Records of labeled points:
────

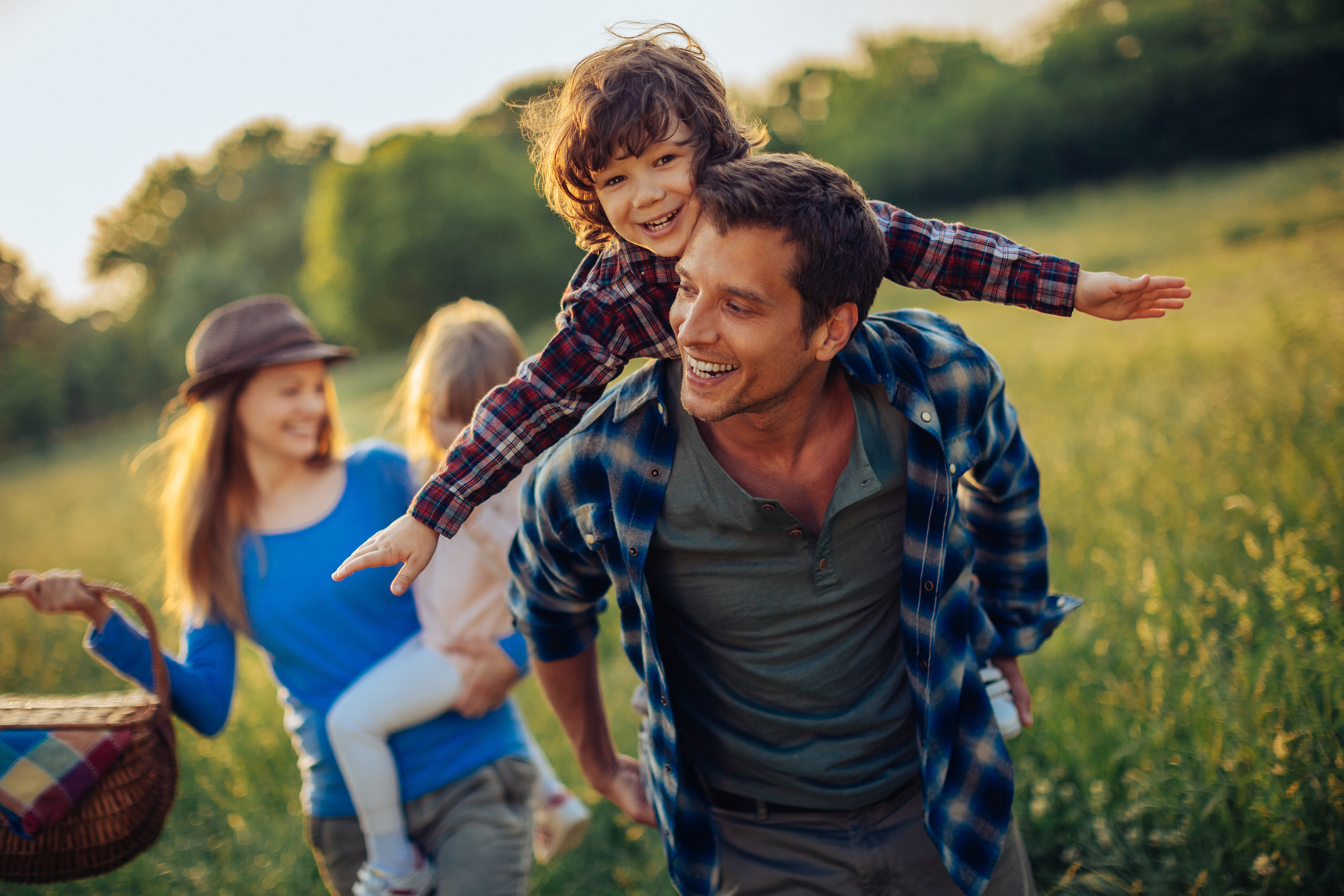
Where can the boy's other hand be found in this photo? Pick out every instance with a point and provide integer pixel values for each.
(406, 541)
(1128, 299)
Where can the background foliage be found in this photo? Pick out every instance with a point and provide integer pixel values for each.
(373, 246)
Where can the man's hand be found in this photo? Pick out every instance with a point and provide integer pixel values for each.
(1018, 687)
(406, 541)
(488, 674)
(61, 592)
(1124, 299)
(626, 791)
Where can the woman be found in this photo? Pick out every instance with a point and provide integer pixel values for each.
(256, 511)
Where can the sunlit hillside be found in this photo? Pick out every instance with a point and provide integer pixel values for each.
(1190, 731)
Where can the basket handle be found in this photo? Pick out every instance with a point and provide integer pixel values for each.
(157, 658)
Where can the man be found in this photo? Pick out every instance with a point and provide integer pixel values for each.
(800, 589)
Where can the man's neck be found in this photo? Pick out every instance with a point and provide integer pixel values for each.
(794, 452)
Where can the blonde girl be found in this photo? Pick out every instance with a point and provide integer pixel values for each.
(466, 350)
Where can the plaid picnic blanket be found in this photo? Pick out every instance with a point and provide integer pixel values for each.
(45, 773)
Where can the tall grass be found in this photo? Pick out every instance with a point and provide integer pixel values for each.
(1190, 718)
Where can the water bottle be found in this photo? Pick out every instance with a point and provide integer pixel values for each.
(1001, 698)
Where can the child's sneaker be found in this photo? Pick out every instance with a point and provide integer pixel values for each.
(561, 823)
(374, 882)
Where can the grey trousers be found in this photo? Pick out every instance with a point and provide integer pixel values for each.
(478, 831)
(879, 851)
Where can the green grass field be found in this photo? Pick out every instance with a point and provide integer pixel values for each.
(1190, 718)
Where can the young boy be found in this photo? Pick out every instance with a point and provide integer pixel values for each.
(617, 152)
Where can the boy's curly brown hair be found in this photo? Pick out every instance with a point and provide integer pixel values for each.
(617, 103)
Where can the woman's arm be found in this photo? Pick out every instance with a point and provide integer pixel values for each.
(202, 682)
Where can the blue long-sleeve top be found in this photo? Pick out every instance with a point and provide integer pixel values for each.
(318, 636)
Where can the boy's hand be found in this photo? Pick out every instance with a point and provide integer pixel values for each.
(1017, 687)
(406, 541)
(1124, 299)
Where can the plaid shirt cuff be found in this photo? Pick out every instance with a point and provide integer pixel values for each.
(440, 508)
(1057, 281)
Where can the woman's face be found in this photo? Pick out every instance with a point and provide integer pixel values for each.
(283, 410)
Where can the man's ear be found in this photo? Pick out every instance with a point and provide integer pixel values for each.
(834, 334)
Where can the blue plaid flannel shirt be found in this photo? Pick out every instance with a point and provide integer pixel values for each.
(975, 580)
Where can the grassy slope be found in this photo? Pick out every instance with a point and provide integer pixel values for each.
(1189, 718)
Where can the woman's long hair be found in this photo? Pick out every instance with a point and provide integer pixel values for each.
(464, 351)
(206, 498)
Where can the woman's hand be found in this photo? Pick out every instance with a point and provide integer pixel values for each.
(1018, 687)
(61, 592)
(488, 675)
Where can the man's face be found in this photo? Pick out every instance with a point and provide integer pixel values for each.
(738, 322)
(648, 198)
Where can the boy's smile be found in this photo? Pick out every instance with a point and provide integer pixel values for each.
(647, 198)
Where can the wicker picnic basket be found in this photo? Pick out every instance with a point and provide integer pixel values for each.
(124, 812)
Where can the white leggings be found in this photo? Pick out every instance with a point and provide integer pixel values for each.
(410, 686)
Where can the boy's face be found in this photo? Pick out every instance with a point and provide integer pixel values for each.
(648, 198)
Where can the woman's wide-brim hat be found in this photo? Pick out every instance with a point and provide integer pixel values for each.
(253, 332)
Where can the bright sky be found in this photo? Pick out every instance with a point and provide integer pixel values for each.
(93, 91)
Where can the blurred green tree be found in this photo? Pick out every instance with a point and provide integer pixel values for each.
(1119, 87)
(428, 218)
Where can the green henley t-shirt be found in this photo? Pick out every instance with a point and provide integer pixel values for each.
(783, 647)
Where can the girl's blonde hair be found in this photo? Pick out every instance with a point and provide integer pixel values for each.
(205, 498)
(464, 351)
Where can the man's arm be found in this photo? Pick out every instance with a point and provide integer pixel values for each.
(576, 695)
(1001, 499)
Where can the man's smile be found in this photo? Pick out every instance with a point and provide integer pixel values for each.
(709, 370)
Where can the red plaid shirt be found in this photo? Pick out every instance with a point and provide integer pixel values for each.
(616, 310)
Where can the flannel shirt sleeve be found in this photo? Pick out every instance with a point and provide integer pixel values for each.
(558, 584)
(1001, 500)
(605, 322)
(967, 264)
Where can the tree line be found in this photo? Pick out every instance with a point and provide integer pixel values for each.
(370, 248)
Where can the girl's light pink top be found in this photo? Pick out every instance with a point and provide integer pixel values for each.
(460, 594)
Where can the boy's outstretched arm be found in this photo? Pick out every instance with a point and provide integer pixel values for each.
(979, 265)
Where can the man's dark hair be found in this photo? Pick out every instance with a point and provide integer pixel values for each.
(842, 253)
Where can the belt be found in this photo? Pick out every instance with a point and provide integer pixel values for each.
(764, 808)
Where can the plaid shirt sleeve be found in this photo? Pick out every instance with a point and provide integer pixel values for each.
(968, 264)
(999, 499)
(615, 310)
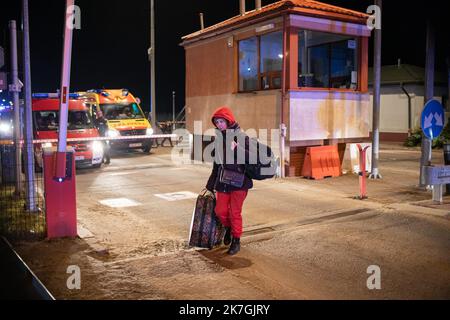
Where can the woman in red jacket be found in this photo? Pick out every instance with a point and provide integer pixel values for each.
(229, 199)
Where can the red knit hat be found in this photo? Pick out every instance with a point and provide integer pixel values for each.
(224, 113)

────

• DIRECTIONS FOR THIS TASK
Transcribe the entries above verbatim, omitting their pictures.

• WRITTEN ANSWER
Where can the boy's other hand be found in this photo? Pick out every instance with a point and provide integer pixel values for each.
(406, 541)
(1128, 299)
Where can the background foliage be found in this photo? Pick out every instance with a point and provide integer pixel values for each.
(373, 246)
Where can the man's hand be found in this photo? Pick out every instance with a point and provide integer pixel values for each.
(1018, 687)
(406, 541)
(488, 674)
(61, 592)
(1124, 299)
(626, 791)
Where can the woman be found in this photo? Pick out every instance with a point and provide integer pixel values for each.
(256, 511)
Where can the sunlit hillside be found in this photo? Pick out every instance with a point and provide integer pixel values for each.
(1190, 731)
Where can the basket handle be found in this photo? Pick out every instance with a point and provide integer pixel values for each.
(157, 658)
Where can the man be found in this photo? Pick out every instance with a point and provide integer pixel values for each.
(800, 589)
Where can the man's neck be found in this photo? Pick out every instance with a point and provide integer pixel values for each.
(794, 452)
Where can the blonde girl be found in this photo? Pick out every instance with a point and provide integer pixel values for each.
(466, 350)
Where can the plaid picnic blanket be found in this photo? Pick out every instance with a point and provide integer pixel values for each.
(45, 773)
Where can the tall grass be found in this photo? Pick out every instance with a point and provide integer pixel values for each.
(1190, 718)
Where can the water bottle be found in this photo? Pick out every instance with a point and provide integer pixel values for each.
(1001, 698)
Where can the child's sneaker be found in this photo? Pick out every instance with a point and provide integer pixel values for each.
(561, 823)
(374, 882)
Where can the grey trousers be found in this photo? Pick out every instance with a point and provide integer pixel values for each.
(478, 831)
(879, 851)
Where can the green grass field be found in this photo? Pick out every instance with a point and provide integer pixel values for each.
(1190, 718)
Where can the young boy be found in this photo? Pick out every instance with a point and provide integer pixel values for each.
(617, 152)
Where can the boy's curly brown hair be found in this photo? Pick out every instance with a point and provide integer pixel values for each.
(617, 103)
Where can the woman's arm be found in this photo? Pick out every instance with a point and provide integer pixel values for each.
(202, 682)
Where can the blue long-sleeve top be found in this photo? Pick out every instance with a point and provide integer pixel values for each.
(318, 636)
Where can the boy's hand be found in this photo? Pick out every instance with a point and provide integer pixel values for each.
(1017, 687)
(406, 541)
(1124, 299)
Where can the plaid shirt cuff be found in this photo? Pick out every instance with a point and provide integer pixel values for each.
(440, 508)
(1057, 281)
Where can the woman's face be found in this photo? Pick out every instance with a point and provide integer pixel values for each.
(283, 410)
Where can the man's ear be found in this photo? Pick out every instance with a point and provide integer pixel values for each.
(834, 334)
Where can the blue plaid flannel shirt be found in this photo? Pick out every instance with a point and provide integer pixel values for each.
(975, 580)
Where can the grassy slope be found in this photo? Pick out every instance with a point and provide integer pixel values for each.
(1189, 718)
Where can the woman's long hair be found in this photo? Pick out every instance with a point and provide integer pixel values for each.
(464, 351)
(206, 498)
Where can the woman's hand be found in this photo? Pick out every instance with a point and provide integer pixel values for each.
(1018, 687)
(61, 592)
(488, 675)
Where can the man's face be found in this photo? Pick out every instance with a point and provide integer pixel values for each.
(738, 322)
(648, 198)
Where can the boy's smile be found in this photo? Pick out every instance with a point and provide integer pixel values for each.
(647, 198)
Where can the wicker picnic basket be found in this photo? Pick out every instance with a point and provide integer pixel values for each.
(124, 812)
Where can the white leggings be found in this photo? Pick out every instance with a point and provide integer pixel values for each.
(410, 686)
Where can the boy's face be found in this photo? Pick out every instance with a point and provide integer pixel values for each.
(648, 198)
Where can the woman's wide-brim hat be found in this photo? Pick out every instance with a point and provide integer pixel values for each.
(253, 332)
Where can the bright sky be found in this photo? Pick out every instance with a point and provide integer pixel values for each.
(93, 91)
Where can the blurred green tree be found in this photo? Pick out every instance with a point and provide integer pixel values for each.
(1119, 87)
(428, 218)
Where can the green henley t-shirt be found in this photo? Pick out every instance with a point and provide integer pixel values for each.
(783, 647)
Where can the girl's blonde hair be found in this photo? Pick out every instance with a point and provide integer pixel values for each.
(205, 498)
(464, 351)
Where can the man's arm be found in this photo? Pick out every instance with a point and provide integer pixel values for each.
(576, 695)
(1001, 499)
Where can the man's smile be found in this photo? Pick out every instance with a point and provide integer pixel values for each.
(709, 370)
Where can the red plaid shirt be found in this photo? Pick out every instance with a point and provide integer pixel values for each.
(616, 310)
Where can the flannel shirt sleeve be found in this photo? Pick out every instance with a point and provide integer pixel values for each.
(558, 584)
(1001, 500)
(605, 322)
(967, 264)
Where can the tree line be found in this photo? Pick out every instance with a point and provide integer pixel values for each.
(370, 248)
Where can the girl's light pink top be found in this photo? Pick out every instance with a point and provide integer pixel values for each.
(460, 594)
Where can the boy's outstretched arm be found in this photo? Pick out every instance with a point and provide integer pixel values for each.
(979, 265)
Where can the man's dark hair be found in this photo? Pick out every instance with a point and provide integer pixel values for each.
(842, 253)
Where can the belt be found in this photo? Pick out every instance with a point and provide integer pixel values for each.
(764, 808)
Where can the plaid shirt sleeve be found in this photo? Pick out every instance with a point and provide integer pixel values for each.
(968, 264)
(999, 499)
(615, 310)
Where can the woman in red jacket be found in this photo? Pick out every instance with a point and provide integer pixel values for each.
(229, 199)
Where can the red knit hat be found in this photo? Pick out every instance with a point and provide integer pixel values for each.
(224, 113)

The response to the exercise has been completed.